-- Records for this task follows --

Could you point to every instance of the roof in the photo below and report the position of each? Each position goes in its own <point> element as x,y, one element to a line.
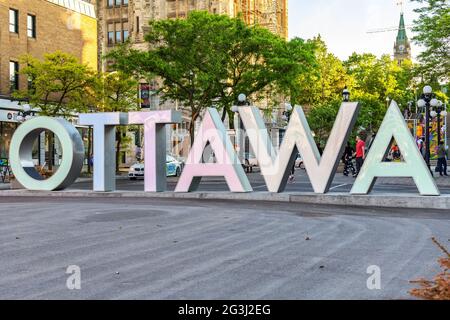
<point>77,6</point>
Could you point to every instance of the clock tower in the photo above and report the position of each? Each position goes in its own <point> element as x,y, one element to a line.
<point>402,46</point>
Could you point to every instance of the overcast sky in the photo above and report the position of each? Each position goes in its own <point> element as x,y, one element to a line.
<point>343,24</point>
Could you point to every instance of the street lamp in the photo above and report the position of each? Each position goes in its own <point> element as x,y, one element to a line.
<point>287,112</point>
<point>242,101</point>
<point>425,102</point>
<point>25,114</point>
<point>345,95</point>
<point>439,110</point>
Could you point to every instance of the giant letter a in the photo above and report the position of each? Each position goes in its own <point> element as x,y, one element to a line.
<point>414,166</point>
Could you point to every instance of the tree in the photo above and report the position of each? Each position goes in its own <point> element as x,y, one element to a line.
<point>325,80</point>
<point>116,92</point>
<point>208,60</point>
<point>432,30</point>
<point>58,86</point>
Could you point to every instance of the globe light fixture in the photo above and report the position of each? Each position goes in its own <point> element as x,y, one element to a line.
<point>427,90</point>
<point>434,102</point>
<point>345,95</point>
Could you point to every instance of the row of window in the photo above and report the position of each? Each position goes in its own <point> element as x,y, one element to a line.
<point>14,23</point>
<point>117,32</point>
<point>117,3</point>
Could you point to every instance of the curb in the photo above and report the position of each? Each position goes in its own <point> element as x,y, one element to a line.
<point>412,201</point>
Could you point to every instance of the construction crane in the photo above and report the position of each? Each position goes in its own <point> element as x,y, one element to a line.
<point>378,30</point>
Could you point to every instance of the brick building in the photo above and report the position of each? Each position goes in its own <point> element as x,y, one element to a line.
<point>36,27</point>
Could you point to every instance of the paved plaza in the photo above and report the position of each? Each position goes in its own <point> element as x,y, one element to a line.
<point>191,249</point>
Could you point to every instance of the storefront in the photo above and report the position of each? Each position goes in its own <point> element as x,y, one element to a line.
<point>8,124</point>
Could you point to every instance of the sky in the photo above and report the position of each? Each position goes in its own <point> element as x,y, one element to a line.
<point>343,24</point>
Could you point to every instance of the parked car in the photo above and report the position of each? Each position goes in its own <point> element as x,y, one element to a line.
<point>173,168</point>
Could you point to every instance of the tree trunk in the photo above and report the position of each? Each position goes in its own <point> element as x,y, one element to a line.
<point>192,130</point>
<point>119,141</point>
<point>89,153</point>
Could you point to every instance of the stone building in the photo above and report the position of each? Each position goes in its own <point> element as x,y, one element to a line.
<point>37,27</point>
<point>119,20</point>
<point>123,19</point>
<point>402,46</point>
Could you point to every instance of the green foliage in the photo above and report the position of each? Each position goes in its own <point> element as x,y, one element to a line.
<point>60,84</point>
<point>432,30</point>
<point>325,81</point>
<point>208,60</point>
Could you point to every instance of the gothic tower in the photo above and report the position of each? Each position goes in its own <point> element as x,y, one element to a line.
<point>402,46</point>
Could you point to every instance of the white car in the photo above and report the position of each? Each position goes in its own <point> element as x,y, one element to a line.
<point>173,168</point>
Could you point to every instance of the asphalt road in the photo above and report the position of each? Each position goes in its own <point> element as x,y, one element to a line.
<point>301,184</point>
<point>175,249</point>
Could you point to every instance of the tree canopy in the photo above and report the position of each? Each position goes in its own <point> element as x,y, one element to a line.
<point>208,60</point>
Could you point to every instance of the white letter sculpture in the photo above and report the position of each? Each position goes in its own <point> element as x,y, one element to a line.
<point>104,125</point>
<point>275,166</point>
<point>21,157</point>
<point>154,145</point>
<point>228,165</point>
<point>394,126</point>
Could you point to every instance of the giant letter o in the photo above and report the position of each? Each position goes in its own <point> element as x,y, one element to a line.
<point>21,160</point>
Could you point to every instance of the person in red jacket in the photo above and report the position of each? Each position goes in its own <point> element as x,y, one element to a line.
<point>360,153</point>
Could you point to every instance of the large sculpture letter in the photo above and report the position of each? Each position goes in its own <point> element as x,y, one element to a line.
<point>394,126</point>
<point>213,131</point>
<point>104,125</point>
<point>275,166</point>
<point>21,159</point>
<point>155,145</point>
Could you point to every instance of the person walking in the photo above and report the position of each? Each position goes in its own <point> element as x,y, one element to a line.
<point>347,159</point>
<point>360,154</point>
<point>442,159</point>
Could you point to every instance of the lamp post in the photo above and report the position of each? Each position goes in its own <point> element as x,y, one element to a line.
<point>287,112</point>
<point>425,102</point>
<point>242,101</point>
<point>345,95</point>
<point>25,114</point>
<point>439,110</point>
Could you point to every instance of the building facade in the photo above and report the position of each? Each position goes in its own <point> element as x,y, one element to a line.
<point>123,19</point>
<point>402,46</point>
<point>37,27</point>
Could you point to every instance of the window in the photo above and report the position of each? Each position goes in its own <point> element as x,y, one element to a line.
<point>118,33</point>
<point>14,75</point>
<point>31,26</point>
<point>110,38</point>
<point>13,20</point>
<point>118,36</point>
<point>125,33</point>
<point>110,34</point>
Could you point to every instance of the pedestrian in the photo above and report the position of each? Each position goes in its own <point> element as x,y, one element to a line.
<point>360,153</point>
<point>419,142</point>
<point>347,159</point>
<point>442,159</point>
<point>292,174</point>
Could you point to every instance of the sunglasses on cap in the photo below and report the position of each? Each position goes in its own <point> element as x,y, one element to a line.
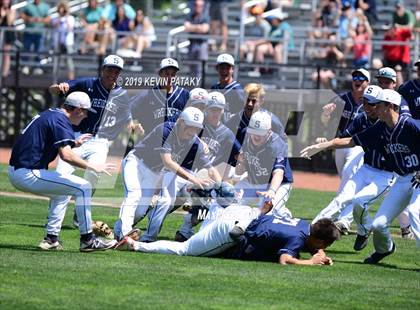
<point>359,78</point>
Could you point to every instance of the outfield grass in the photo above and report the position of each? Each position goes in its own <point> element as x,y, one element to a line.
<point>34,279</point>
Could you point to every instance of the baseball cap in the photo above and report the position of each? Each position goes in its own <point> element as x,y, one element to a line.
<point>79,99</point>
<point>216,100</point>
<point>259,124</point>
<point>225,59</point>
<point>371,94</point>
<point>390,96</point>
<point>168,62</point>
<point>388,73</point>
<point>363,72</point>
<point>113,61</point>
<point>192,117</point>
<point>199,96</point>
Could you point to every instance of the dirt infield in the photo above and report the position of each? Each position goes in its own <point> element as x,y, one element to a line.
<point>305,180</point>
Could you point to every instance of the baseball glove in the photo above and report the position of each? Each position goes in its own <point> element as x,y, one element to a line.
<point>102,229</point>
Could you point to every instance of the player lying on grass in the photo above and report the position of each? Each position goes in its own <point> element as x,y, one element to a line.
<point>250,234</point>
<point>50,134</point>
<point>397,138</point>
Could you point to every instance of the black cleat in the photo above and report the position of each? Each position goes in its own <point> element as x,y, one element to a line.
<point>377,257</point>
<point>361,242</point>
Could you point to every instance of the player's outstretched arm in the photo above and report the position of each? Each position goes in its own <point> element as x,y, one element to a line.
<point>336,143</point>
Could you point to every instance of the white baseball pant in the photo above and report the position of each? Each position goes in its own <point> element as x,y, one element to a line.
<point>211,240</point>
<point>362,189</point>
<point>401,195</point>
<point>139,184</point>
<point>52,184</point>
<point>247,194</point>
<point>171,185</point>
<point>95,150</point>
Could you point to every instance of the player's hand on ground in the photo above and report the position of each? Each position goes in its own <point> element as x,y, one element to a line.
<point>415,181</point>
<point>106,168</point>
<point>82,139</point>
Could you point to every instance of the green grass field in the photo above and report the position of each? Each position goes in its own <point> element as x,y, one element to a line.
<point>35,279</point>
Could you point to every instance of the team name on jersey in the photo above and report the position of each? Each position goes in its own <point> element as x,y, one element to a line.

-- Records for this task concluded --

• Assignment
Transcribe all of the records above character for character. Exclude the pictures.

• Answer to this task
Could you point to every instance of the roof in the photo below and report the position of each? Each position goes in its own <point> element as x,y, one element to a line.
<point>77,6</point>
Could you point to every instance of the clock tower in the photo above and report the position of each? Each position goes in its own <point> element as x,y, one element to a line.
<point>402,46</point>
Could you point to every instance of the overcast sky in the photo above and report the position of each? Each position goes in its own <point> element as x,y, one element to a line.
<point>343,24</point>
Could you point to every instance of the street lamp in the photo above and report the position of each? Each position goes in its own <point> element as x,y, one element to a line.
<point>287,112</point>
<point>242,101</point>
<point>425,102</point>
<point>25,114</point>
<point>345,95</point>
<point>439,110</point>
Could you point to every instance of the giant letter a in the photo above and report the position of each? Each position goes in its own <point> element as x,y, one element to a line.
<point>414,166</point>
Could you point to every instance of the tree in the photo above and report the position of each? Each position goes in its own <point> element as x,y, one element to a line.
<point>325,80</point>
<point>116,92</point>
<point>208,60</point>
<point>432,30</point>
<point>58,86</point>
Could you point to every instance of the globe light fixture in the photo above and report the position of each? Each position goes in its own <point> element as x,y, one element to a line.
<point>427,90</point>
<point>434,102</point>
<point>345,95</point>
Could you point to every instance of the row of window in the photo above and report the position of each? Each position goes in its own <point> element as x,y, one element to a line.
<point>14,23</point>
<point>117,32</point>
<point>117,3</point>
Could you point to every instance of the curb in the photo above and report the position of each? Each position goes in its own <point> element as x,y, one element to a line.
<point>412,201</point>
Could you point to every instance of the construction crane in the photo above and report the position of each? Each position goes in its own <point> element as x,y, one element to a line.
<point>378,30</point>
Could you point to every instance of the brick building in the photo above and report the position of each? Each position goes in its own <point> element as x,y, one element to a line.
<point>36,27</point>
Could you point to every instance of the paved plaza in the photo above and report the position of each? Each position goes in its own <point> element as x,y, one element to a line.
<point>191,249</point>
Could you point to every instance of the storefront in the photo above and report the position of each? Each position goes in its own <point> element as x,y, one element to a line.
<point>8,124</point>
Could you point to every instance of the sky in the photo above and report the position of each? Each position goes in its own <point> element as x,y, one element to a line.
<point>343,24</point>
Could you point to every instance of the parked car in the photo above and report the position of each? Each position goes in its own <point> element as x,y, one element to a line.
<point>173,168</point>
Could you point to every instance of the tree trunk in the photo above and report the position of each? Each position goes in its own <point> element as x,y, one element to a line.
<point>192,130</point>
<point>119,141</point>
<point>89,153</point>
Could you point to every instance of the stone building in the photo above and report the position of each? Each position goes in its own <point> element as x,y, one element to a line.
<point>37,27</point>
<point>119,20</point>
<point>123,19</point>
<point>402,46</point>
Could you point to every instance of the green foliage in the photo above and report the position of each? Each position goes in its own <point> element as x,y, one element to a line.
<point>60,84</point>
<point>432,30</point>
<point>325,81</point>
<point>208,60</point>
Could you point to every instance of the gothic tower in the photo above and report the position of each? Each position goes in its own <point> element as x,y, one element to a line.
<point>402,46</point>
Could you point to every instance of the white car in the photo above and report the position of each? Each position goes in its own <point> element as x,y, one element to a line.
<point>173,168</point>
Could you point to every instance of the asphalt road in the photo above and report the position of each? Each position goes in its own <point> element as x,y, one element to a line.
<point>301,184</point>
<point>175,249</point>
Could you point to every instance of the tree canopy in the photo above and report the position of each? Each position goes in its own <point> element as x,y, one element to a line.
<point>208,60</point>
Could you point to every instance of the white letter sculpture in the photo above and report the position of each? Each position goes in its own <point> element as x,y, one element to a line.
<point>104,125</point>
<point>275,166</point>
<point>21,157</point>
<point>154,145</point>
<point>228,165</point>
<point>394,126</point>
Could you point to every instance of the giant letter o in the photo above and report the position of each? Each position goes in its own <point> element as x,y, one element to a line.
<point>21,160</point>
Could you point to every instance of the person in red jacket in the photo above and report the position of each? Each position goes in its own <point> element as x,y, one element to a line.
<point>360,153</point>
Could you point to every instance of the large sculpture letter in the photo above and report the position of each? Each position goes in its own <point> element as x,y, one element to a line.
<point>394,126</point>
<point>213,131</point>
<point>104,125</point>
<point>275,166</point>
<point>21,159</point>
<point>155,145</point>
Could you point to every instance of the person walking in the photo above and report the position of each? Each position goes in its own <point> element as x,y, one element to a line.
<point>347,159</point>
<point>360,154</point>
<point>442,159</point>
Could you point to every instance of the lamp post in the photo above and report the position of each? Each position goes in its own <point> element as x,y, one element to a line.
<point>287,112</point>
<point>425,102</point>
<point>242,101</point>
<point>345,95</point>
<point>25,114</point>
<point>439,110</point>
Could you point to every instance of the building facade in the photo above and report the position of each? Each position goes in its own <point> element as x,y, one element to a line.
<point>123,19</point>
<point>402,46</point>
<point>37,27</point>
Could you point to every instance of the window in the photo above and report the position of each? Each position goes in its own <point> element as x,y, one element to a line.
<point>118,33</point>
<point>14,75</point>
<point>31,26</point>
<point>110,38</point>
<point>13,20</point>
<point>118,36</point>
<point>125,33</point>
<point>110,34</point>
Could you point to every instance of the pedestrian in the photo above and report the position of each? Each position goes in its own <point> element as x,y, one element to a line.
<point>360,153</point>
<point>419,142</point>
<point>347,159</point>
<point>442,159</point>
<point>292,174</point>
Could you point to every instance of the sunglasses on cap in the photo below and report the position of each? Each position goes in its own <point> element as x,y, one element to a line.
<point>359,78</point>
Could you point to every instance of the outfield grass in the photo above and report the position of each? Each position goes in its own <point> element as x,y, one element to a line.
<point>34,279</point>
Could you point to every instance of the baseball cap in the photo above and report the position of each? Each position goes in its own <point> element as x,y, one element to a line.
<point>79,99</point>
<point>216,100</point>
<point>259,124</point>
<point>225,59</point>
<point>371,94</point>
<point>390,96</point>
<point>168,62</point>
<point>388,73</point>
<point>363,72</point>
<point>113,61</point>
<point>192,117</point>
<point>199,96</point>
Could you point to every instance of the dirt infield in the photo above and report the position of each? Each position goes in its own <point> element as x,y, one element to a line.
<point>305,180</point>
Could you point to every instance of the baseball glove in the photo above and report the position of each? Each position goes in its own <point> element as x,y, one element to a line.
<point>102,229</point>
Could you point to every instance of the player lying on grass in the photo above and report the position of each? Each position goes in its own <point> element as x,y, one element to a line.
<point>250,234</point>
<point>50,134</point>
<point>397,138</point>
Could you point to every instance of the black cleat in the photo above and report the position of each? Each position goes in its own <point> element as x,y, one element to a line.
<point>377,257</point>
<point>361,242</point>
Could you point to every instance of the player's outstretched arm in the photo above and report the position of each? Each position goes in its own <point> element as x,y, one element to a line.
<point>336,143</point>
Could you point to every instance of the white baseball pant in the photo above and report the position of each? Each position goes in its own <point> element as x,y, one element to a line.
<point>211,240</point>
<point>362,189</point>
<point>401,195</point>
<point>139,184</point>
<point>52,184</point>
<point>247,194</point>
<point>171,185</point>
<point>95,150</point>
Could you point to every instance of the player's hand on ground in the photo above and report the position of each? Each position goes in its own <point> element as x,y, one element to a line.
<point>415,181</point>
<point>106,168</point>
<point>82,139</point>
Could you point to every instance of the green grass field in the photo above and report the position of each? Each position goes in its own <point> element as x,y, one element to a line.
<point>35,279</point>
Could you point to every instance of the team name on jersey in the photo above and report the position of each? Each position goes in its own <point> element as x,y, one element to a line.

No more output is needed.